=== Given task ===
Please copy the data below from its first line, stopping after the line that has "[140, 188, 239, 265]", and replace "teal stadium seat" with "turquoise stadium seat" while keeping everything else the same. Leave the pictures out of your answer.

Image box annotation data

■ ■ ■ ■ ■

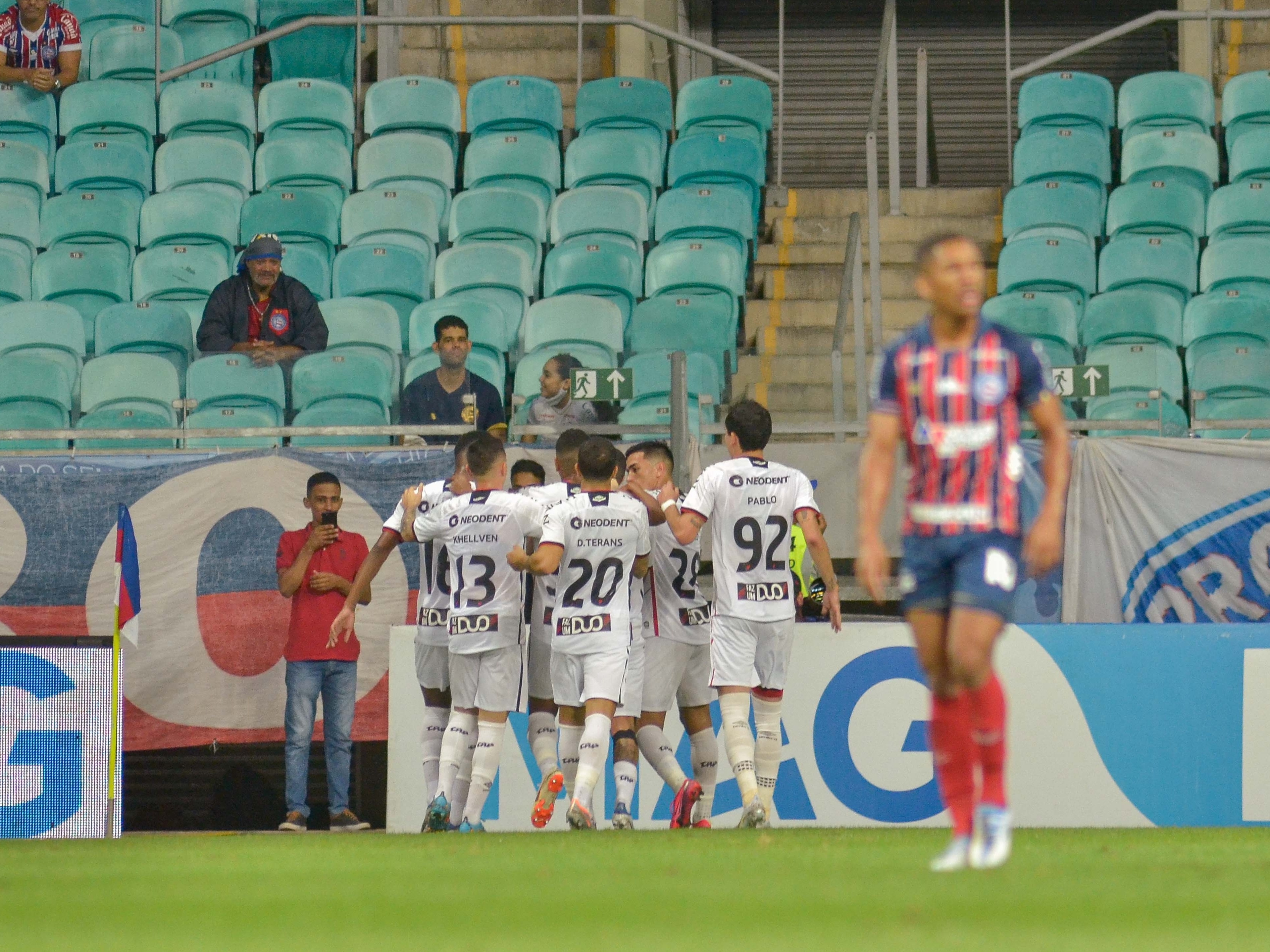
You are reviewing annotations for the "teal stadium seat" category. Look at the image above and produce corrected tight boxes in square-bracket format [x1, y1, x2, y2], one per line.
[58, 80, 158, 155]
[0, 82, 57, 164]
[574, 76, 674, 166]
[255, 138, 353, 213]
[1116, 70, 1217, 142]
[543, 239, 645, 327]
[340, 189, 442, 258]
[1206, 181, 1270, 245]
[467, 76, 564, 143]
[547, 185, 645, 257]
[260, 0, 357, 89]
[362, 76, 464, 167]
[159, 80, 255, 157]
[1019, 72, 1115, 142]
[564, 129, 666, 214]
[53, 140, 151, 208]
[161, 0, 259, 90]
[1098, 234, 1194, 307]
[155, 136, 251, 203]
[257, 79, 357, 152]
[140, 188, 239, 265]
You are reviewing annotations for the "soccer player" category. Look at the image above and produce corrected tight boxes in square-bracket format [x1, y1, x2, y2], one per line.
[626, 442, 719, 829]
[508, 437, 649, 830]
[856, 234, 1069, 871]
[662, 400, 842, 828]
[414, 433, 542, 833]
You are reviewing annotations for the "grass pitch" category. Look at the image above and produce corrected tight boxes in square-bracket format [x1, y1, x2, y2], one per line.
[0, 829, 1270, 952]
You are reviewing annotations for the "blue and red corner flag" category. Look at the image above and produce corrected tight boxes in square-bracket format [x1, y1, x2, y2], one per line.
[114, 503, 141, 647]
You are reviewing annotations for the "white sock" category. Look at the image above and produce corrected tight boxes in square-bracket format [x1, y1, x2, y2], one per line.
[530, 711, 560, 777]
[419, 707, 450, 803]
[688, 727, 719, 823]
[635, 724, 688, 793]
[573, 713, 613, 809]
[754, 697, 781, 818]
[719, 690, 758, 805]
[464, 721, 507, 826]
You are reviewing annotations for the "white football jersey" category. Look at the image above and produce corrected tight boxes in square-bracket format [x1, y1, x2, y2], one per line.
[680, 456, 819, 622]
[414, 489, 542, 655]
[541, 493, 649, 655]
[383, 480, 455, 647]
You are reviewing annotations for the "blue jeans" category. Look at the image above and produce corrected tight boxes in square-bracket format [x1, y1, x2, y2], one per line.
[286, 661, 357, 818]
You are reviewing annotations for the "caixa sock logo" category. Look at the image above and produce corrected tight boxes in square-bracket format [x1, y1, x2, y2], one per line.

■ ■ ■ ■ ■

=== Exercise response ===
You are reviewing annotations for the "turquoise stadium seat" category. Look at the image above and produce corrected tight boxes in square-bracket format [x1, y1, x2, y2], one per line.
[58, 80, 158, 155]
[0, 82, 57, 164]
[574, 76, 674, 166]
[255, 138, 353, 213]
[1116, 70, 1217, 142]
[543, 239, 645, 327]
[340, 189, 442, 258]
[1206, 181, 1270, 245]
[467, 76, 564, 143]
[547, 185, 645, 257]
[260, 0, 357, 89]
[362, 76, 464, 167]
[159, 80, 255, 157]
[1019, 72, 1115, 142]
[564, 129, 666, 214]
[53, 140, 151, 208]
[161, 0, 259, 90]
[1098, 234, 1194, 307]
[155, 136, 251, 203]
[257, 79, 357, 152]
[140, 188, 239, 265]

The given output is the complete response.